··· PAGE TEXT

It’s not hard for women in midlife to feel like they belong to the Island of Broken Toys, says Xandra “Sunny” Moon, a self-described liberated, 18-wheeler-driving, 40-plus babe.
“There are thousands of beautiful mothers, wives and ex-wives out there who feel like they’ve lost their sexuality – I know because they tell me as I travel the country and get to know them,” says Moon, author of “The Power of the Titz…a woman’s journey back to her self. “My mission is to let them know they can get it back!”
Like the many of the women she meets in her travels, Moon suffered physical and emotional abuse as a young woman. After raising four children and enduring an unhappy marriage for several years, she fell into a deep depression, she says. But several steps took her out of despair, and by the time she climbed out, she was happy, confident and back in touch with Sunny, she says.
Moon lists the ways in which women 40 and older can rediscover their “inner babe:”

······

PROBLEM – Carry on the piece about Xandra “Sunny” Moon and women in midlife, starting right after its final line.

··· EXCERPTED RECORDS

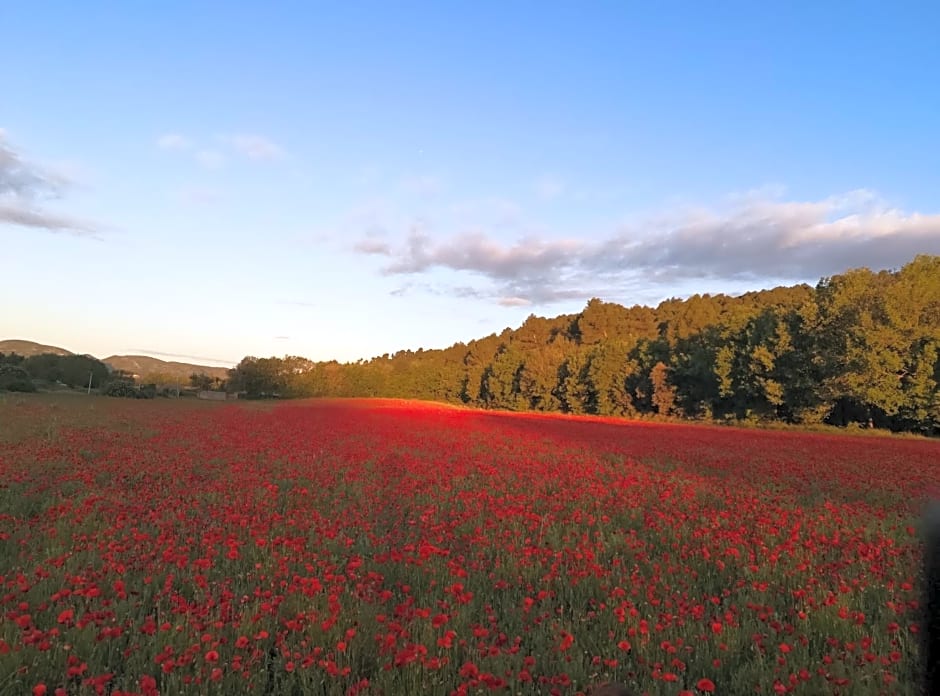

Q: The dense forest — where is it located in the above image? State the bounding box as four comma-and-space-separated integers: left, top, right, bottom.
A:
229, 256, 940, 434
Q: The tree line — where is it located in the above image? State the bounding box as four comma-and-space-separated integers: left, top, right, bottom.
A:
228, 256, 940, 434
0, 353, 112, 392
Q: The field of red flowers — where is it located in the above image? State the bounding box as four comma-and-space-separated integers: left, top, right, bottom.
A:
0, 397, 940, 696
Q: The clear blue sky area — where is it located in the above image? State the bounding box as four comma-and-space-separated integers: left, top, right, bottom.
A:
0, 1, 940, 363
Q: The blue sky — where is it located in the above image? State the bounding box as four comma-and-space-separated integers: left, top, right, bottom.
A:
0, 2, 940, 363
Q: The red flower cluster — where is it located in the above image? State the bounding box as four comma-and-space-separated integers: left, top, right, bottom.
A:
0, 401, 940, 696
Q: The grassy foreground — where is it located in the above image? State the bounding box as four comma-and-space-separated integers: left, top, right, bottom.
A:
0, 395, 940, 696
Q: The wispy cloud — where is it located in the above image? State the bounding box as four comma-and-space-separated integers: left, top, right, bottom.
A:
533, 174, 566, 200
356, 190, 940, 306
157, 133, 193, 150
223, 133, 285, 160
193, 150, 225, 169
354, 237, 392, 256
0, 130, 97, 236
177, 186, 223, 206
156, 133, 287, 164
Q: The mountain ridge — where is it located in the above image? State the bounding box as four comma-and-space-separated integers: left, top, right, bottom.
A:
0, 339, 228, 382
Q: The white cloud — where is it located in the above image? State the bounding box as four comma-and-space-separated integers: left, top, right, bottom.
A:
0, 130, 95, 236
195, 150, 225, 169
534, 174, 567, 200
157, 133, 193, 150
356, 190, 940, 304
157, 133, 286, 164
224, 133, 285, 160
497, 297, 532, 307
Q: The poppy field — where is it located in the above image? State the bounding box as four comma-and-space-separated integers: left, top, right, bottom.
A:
0, 396, 940, 696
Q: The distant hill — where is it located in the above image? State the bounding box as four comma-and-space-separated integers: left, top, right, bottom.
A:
102, 355, 228, 383
0, 339, 228, 383
0, 339, 72, 358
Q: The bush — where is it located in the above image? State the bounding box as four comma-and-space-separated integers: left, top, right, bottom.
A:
0, 364, 36, 392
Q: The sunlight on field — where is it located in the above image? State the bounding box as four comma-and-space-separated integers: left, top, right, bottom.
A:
0, 395, 940, 696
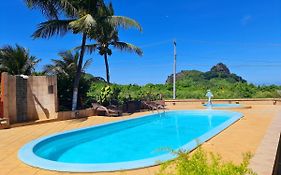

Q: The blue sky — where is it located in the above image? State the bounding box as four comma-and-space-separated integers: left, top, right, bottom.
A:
0, 0, 281, 84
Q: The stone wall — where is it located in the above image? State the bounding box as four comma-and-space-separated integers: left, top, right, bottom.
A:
165, 98, 281, 105
1, 73, 58, 123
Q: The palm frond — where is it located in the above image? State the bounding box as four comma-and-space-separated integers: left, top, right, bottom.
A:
69, 14, 97, 33
74, 44, 99, 53
111, 41, 143, 56
107, 16, 142, 31
24, 0, 62, 19
82, 58, 93, 71
32, 20, 73, 38
60, 0, 78, 18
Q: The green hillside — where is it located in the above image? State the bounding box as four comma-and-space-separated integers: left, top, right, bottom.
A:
58, 63, 281, 110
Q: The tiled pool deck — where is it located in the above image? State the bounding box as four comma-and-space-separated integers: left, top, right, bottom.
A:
0, 105, 281, 175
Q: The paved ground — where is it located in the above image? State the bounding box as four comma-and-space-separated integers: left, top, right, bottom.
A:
0, 105, 281, 175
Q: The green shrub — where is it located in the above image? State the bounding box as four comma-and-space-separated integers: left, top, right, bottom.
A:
157, 147, 256, 175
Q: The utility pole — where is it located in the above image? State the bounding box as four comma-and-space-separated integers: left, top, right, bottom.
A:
173, 40, 177, 100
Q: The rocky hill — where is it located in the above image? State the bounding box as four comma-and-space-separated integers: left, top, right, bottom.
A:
166, 63, 246, 84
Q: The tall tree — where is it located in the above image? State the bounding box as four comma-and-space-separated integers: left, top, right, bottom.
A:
82, 3, 143, 84
0, 45, 40, 75
25, 0, 140, 111
43, 51, 92, 110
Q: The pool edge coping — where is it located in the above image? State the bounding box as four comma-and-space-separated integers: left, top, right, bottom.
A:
249, 110, 281, 175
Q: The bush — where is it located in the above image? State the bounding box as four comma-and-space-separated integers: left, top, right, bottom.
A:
157, 147, 256, 175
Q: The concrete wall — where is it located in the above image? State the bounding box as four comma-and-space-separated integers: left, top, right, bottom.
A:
1, 73, 58, 123
165, 98, 281, 105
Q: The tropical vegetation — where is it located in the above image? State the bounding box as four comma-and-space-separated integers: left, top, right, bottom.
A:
25, 0, 141, 110
157, 147, 256, 175
0, 44, 40, 75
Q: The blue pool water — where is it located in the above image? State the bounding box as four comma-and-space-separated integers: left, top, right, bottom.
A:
203, 103, 242, 108
19, 110, 242, 172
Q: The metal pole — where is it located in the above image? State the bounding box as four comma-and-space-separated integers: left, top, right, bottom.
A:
173, 40, 177, 100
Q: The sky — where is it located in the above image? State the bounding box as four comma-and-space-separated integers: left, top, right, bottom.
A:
0, 0, 281, 85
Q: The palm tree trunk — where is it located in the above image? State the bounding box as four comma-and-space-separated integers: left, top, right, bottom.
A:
104, 53, 110, 84
72, 33, 87, 111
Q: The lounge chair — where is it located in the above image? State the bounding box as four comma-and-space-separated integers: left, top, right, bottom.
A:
92, 103, 122, 117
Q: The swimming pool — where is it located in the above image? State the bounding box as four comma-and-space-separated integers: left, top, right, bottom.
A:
18, 110, 243, 172
203, 103, 243, 108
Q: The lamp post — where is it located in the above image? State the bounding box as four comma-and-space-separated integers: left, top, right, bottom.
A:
173, 40, 177, 100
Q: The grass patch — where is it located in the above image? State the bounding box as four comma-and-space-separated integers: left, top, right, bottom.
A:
157, 147, 256, 175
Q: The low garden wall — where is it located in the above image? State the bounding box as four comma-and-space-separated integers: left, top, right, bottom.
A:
165, 98, 281, 105
57, 108, 96, 120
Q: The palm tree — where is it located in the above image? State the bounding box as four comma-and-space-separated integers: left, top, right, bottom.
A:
82, 3, 143, 84
43, 51, 92, 110
25, 0, 141, 111
43, 51, 92, 77
0, 45, 40, 75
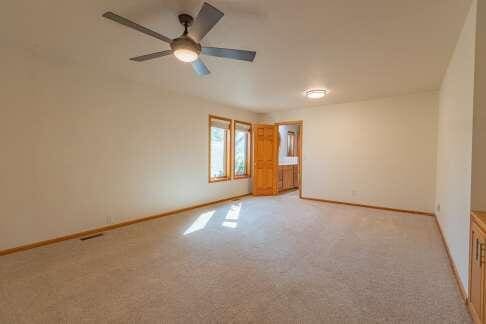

······

WRITTEN REPLY –
• Embrace your sexuality!: It’s not just a “Mrs. Robinson” stereotype – older women do make for better, more participatory sexual partners. Older women have more self-possession; they’re not as callow and tend to have more character both in personality, intrigue and in sexual performance. Women 40 and older are also more forthright, which can be a major turn-on, especially for younger men in need of direction. Younger women are still deciding what sex means to them, whereas older women are more likely to appreciate it for its own sake.
• Education and employment: Perhaps the most important vehicle for Moon’s self-empowerment is her continuing education. Gaining her GED and furthering her education at a university allowed her to support herself with a good job. Past generations of women were overwhelmingly reliant upon their husbands for financial support. Having your own income allows women the power to choose their relationships, and not remain stuck in one.
• Remember your old social life?: A big part of relocating your inner diva is remembering the good times you had as a teen and 20-something – back when you had your first appletini, your first date at a fancy restaurant and, yes, your first day-long hangover. In many ways, these things are like new again. Under-appreciated mothers and wives tend to live primarily for others, but now it’s time to reclaim those fun nights out with the girls and catch some time for yourself.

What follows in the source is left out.